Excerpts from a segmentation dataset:

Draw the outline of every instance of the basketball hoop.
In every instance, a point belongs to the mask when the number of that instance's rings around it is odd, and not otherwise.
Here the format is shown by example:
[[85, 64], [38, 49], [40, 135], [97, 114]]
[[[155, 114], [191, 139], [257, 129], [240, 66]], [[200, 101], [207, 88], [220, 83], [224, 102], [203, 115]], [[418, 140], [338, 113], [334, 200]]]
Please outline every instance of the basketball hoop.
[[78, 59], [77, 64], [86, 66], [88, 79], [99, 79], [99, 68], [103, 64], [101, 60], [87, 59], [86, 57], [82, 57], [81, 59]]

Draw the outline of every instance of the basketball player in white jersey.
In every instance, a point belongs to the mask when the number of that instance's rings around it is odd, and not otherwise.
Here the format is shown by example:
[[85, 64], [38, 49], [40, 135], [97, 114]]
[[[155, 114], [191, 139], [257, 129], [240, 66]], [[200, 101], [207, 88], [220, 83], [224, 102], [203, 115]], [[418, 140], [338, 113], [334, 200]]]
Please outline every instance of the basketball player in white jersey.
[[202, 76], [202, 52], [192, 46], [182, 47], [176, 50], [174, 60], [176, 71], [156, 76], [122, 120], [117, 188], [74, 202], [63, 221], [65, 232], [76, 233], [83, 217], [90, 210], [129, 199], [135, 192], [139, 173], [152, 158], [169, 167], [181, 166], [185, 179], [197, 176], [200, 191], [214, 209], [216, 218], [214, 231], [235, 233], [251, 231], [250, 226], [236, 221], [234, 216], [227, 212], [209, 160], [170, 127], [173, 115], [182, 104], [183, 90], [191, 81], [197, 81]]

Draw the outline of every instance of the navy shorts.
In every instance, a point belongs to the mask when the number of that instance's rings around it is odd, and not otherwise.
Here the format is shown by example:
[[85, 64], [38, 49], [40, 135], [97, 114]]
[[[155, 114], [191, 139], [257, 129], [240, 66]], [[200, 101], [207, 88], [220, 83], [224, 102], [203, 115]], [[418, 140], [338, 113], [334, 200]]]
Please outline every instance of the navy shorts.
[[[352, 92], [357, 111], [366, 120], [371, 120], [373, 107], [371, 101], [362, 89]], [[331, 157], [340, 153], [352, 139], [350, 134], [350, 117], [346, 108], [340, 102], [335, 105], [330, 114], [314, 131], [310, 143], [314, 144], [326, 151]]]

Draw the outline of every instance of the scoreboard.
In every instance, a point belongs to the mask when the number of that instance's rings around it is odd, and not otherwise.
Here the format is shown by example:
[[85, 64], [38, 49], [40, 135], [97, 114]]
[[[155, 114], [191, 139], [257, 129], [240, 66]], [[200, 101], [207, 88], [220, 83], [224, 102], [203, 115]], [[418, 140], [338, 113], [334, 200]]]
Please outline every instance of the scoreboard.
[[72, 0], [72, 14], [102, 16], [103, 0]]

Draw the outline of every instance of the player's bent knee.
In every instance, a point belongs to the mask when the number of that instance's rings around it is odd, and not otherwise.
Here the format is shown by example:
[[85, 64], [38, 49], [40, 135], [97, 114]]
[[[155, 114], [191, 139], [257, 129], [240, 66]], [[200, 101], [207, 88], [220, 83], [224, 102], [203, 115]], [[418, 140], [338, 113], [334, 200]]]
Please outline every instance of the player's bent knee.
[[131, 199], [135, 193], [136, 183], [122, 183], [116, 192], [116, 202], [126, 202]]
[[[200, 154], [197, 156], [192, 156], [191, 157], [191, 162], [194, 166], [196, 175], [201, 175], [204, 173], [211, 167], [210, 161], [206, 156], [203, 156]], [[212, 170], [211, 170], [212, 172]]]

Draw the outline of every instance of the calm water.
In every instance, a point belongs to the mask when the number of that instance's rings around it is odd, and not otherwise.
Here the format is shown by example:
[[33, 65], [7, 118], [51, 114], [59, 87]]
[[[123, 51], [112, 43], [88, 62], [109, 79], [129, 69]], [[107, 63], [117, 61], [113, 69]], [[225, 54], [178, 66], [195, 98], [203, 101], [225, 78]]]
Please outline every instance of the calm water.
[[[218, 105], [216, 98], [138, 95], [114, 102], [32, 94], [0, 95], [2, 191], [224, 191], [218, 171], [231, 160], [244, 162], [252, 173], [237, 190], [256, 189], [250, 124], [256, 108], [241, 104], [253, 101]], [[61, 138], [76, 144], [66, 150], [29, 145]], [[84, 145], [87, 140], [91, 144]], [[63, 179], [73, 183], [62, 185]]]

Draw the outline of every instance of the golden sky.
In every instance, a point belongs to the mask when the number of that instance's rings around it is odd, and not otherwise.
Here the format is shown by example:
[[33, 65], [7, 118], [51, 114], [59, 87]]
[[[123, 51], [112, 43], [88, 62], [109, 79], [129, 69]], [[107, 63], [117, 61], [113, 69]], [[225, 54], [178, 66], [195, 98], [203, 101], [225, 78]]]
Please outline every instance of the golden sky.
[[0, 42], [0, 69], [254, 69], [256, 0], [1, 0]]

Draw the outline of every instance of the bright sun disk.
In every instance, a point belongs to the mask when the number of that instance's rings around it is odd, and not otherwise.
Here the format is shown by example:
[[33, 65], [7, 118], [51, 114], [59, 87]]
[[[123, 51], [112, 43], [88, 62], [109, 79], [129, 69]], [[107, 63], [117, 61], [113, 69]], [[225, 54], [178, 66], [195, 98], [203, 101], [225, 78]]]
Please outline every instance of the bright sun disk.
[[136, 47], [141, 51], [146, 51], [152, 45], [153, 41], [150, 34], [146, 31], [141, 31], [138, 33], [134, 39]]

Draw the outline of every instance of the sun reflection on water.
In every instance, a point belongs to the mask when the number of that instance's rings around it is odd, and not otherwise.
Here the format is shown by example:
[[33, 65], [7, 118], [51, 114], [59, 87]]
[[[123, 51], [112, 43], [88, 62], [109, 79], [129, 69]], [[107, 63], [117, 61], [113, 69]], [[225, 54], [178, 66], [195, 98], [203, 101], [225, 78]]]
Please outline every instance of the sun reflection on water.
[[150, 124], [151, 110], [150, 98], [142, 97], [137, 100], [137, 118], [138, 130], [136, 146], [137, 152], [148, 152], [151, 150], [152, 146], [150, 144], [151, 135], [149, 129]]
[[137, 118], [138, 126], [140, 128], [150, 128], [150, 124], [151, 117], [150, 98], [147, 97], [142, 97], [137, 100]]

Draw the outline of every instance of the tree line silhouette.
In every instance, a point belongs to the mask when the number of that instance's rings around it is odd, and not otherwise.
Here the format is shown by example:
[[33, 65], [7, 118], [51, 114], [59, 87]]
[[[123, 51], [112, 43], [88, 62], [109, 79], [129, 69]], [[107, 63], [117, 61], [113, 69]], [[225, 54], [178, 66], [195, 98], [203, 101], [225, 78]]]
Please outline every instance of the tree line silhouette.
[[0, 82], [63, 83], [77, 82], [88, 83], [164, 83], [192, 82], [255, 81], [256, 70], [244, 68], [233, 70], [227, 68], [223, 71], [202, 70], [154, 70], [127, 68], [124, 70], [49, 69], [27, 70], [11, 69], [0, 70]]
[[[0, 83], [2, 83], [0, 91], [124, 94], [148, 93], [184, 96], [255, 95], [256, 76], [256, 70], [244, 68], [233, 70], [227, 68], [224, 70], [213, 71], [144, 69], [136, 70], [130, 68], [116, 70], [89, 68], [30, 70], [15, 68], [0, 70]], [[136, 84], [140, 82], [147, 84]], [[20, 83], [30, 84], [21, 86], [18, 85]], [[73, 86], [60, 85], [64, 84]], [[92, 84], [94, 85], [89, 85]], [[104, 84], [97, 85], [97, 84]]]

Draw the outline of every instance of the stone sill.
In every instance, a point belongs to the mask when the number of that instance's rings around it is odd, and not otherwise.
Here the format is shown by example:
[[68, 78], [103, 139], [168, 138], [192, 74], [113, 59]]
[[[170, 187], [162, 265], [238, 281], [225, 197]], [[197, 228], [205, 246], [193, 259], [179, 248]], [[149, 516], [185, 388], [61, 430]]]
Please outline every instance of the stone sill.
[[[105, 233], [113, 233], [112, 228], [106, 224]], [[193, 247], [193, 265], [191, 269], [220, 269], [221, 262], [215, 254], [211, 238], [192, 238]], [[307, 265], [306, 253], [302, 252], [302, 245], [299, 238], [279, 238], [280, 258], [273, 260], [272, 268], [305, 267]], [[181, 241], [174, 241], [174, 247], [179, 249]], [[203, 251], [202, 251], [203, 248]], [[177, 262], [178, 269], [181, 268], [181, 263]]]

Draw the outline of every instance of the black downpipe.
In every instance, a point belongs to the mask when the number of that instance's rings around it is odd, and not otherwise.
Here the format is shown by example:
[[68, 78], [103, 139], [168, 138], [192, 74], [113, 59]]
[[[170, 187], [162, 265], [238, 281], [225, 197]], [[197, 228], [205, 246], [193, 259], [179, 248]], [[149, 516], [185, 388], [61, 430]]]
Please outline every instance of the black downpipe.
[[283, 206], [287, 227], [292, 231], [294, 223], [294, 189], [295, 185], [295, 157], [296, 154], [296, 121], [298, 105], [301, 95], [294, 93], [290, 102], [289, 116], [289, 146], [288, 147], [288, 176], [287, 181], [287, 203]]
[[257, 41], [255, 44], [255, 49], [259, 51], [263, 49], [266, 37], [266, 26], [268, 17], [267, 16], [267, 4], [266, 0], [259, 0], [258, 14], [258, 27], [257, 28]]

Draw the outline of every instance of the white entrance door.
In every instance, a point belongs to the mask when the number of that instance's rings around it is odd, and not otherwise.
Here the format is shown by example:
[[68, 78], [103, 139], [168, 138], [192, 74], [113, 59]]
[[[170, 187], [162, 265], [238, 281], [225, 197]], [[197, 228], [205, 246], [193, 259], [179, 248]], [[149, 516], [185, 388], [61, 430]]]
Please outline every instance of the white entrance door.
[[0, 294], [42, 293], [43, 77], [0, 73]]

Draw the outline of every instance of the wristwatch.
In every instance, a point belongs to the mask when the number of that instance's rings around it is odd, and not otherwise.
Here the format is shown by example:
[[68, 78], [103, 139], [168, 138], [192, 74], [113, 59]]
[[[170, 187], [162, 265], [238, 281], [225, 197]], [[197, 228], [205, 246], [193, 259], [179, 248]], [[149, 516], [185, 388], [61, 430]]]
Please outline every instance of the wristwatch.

SHORT PROBLEM: Return, unchanged, the lines from the beginning of the rows through the line containing "57], [81, 59]]", both included.

FULL OUTPUT:
Draw the outline of every instance of the basketball hoop.
In every instance, a point belongs to the mask when the number of that instance's rings around it is odd, and not otherwise.
Here the format is shown by example:
[[85, 64], [38, 49], [40, 135], [97, 114]]
[[[155, 114], [191, 139], [257, 129], [240, 66]], [[200, 101], [207, 88], [220, 83], [224, 102], [203, 115]], [[418, 140], [338, 113], [334, 200]]]
Please outline every instance of the basketball hoop.
[[78, 59], [77, 64], [86, 66], [88, 79], [99, 79], [99, 68], [103, 64], [101, 60], [87, 59], [86, 57], [82, 57], [81, 59]]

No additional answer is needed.